→ What you need to do
Wherever a line in the records below contains "part", copy that line.

→ Study material
•••••

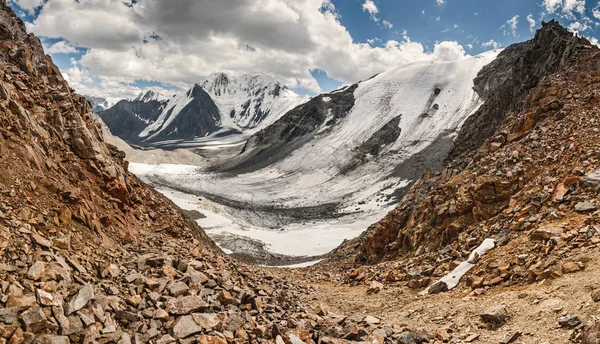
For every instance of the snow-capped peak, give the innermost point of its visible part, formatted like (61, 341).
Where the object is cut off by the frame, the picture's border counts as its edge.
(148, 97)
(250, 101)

•••••

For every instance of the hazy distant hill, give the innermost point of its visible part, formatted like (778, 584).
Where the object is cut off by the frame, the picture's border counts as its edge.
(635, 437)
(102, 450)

•••••

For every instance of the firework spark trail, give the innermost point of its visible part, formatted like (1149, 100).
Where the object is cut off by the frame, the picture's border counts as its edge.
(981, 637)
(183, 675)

•••••

→ Exercise response
For every instance of the snow-capped peak, give the innermost point of its visible part, formatted like (61, 341).
For every instance of the hazy distant hill, give the innermost point of its visible part, formatted like (778, 584).
For every instance of the firework spark trail, give the innermost point of its visible part, formatted like (1149, 100).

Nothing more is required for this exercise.